··· TEXTE D'ÉTUDE ···

On sent la main qui tient la caméra trembler en suivant les protagonistes, pour accentuer cet effet de spontanéité peut-être ? Il y a des pauses au niveau de la vidéo alors que le son se poursuit. On avait cru au début du film à des aléas techniques avant de se rendre compte que c’est un arrêt sur images. Le rythme par lequel avance le documentaire et la transition entre les trois univers ne parviennent pas à mobiliser l’attention. Un tempo sans reliefs décelables. Il n’y a pas d’accroche, cette force d’attraction qui devrait retenir l’attention tout au long des 80 minutes. Le film a fini comme il a débuté, sur le même rythme linéaire. D’ailleurs, le public a commencé à quitter la salle dès le premier quart d’heure.

··· DONNÉES FOURNIES ···

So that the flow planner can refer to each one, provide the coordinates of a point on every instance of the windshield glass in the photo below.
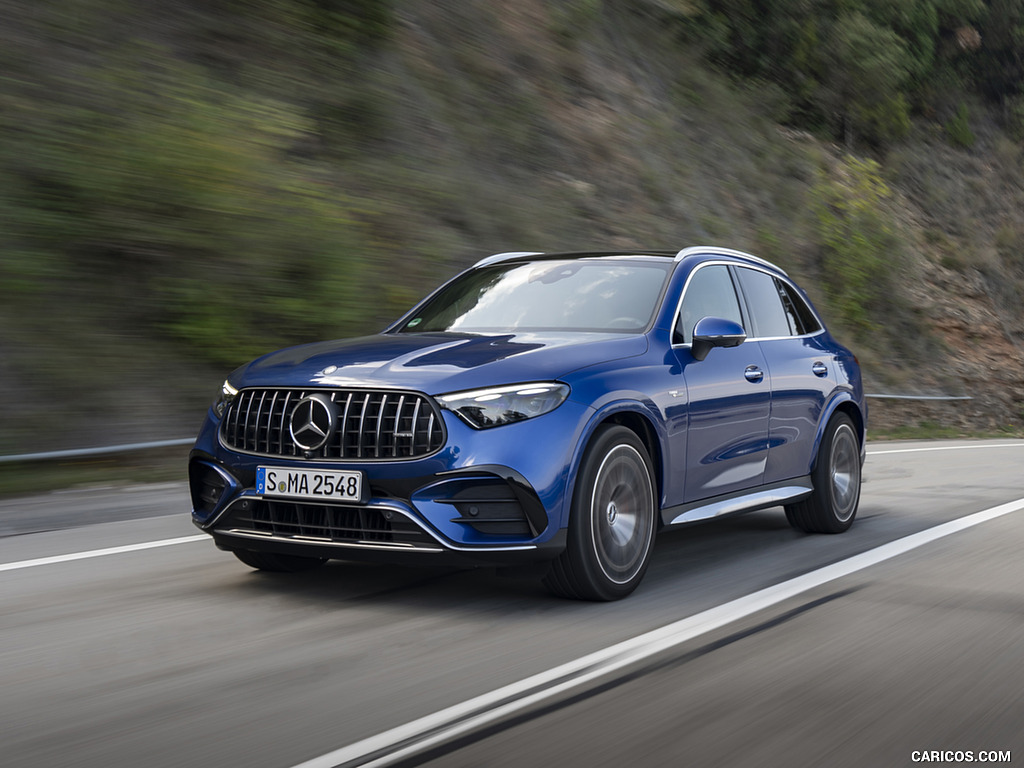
(603, 295)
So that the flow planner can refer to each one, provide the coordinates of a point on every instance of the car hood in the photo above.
(437, 363)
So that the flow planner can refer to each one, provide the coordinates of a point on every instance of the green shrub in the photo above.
(958, 128)
(857, 241)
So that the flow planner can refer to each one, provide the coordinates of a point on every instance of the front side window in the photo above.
(709, 294)
(804, 318)
(768, 316)
(594, 295)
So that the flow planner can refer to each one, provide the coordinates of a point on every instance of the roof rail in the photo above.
(715, 251)
(503, 256)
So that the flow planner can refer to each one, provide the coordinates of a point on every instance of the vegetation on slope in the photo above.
(187, 184)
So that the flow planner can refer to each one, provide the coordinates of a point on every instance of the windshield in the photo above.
(602, 295)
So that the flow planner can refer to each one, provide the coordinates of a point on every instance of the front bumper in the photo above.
(463, 504)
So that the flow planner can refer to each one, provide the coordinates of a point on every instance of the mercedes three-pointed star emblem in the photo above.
(312, 422)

···

ACTIVITÉ 1 =
Répondez brièvement à partir du texte d'étude :
(a) Que sont en réalité les pauses de la vidéo pendant lesquelles le son se poursuit ?
(b) Quelle est la durée du film ?
(c) À partir de quel moment le public a-t-il commencé à quitter la salle ?
ACTIVITÉ 2 =
Poursuivez le texte d'étude consacré au documentaire en reprenant après sa dernière phrase.
Les données ne jouent aucun rôle dans cet exercice.

RÉSULTAT ATTENDU 1 =
(a) Un arrêt sur images.
(b) 80 minutes.
(c) Dès le premier quart d'heure.

RÉSULTAT ATTENDU 2 =
Une organisation décevante
Lors des JCC, une large palette de films est proposée. En parallèle, en dehors du programme des JCC, les salles de cinéma offrent en continu une multitude de films tunisiens et étrangers qui répondent à tous les goûts. Un public qui choisit de faire le déplacement en dépit des caprices de la météo pour meubler sa soirée par un documentaire tunisien est certainement un public averti et cultivé. En effet, on sait que les longs métrages documentaires ont peu de chances de sortir dans les salles et ne sont généralement projetés que lors des grandes manifestations culturelles. Or, arrivés sur place, on se heurte à une première déception. Les dix premières rangées sont réservées.
On empêche les spectateurs de s’y mettre et on les oblige à se concentrer au fond de la salle du Théâtre des Régions. Ce n’est que quelques minutes avant l’heure de démarrage prévue de la séance de projection qu’on permet aux spectateurs d’occuper ces sièges comme ils sont restés pour la plupart vides. Pourquoi ce traitement de deux poids, deux mesures que l’on inflige à ceux dont le tort est de venir en premiers ?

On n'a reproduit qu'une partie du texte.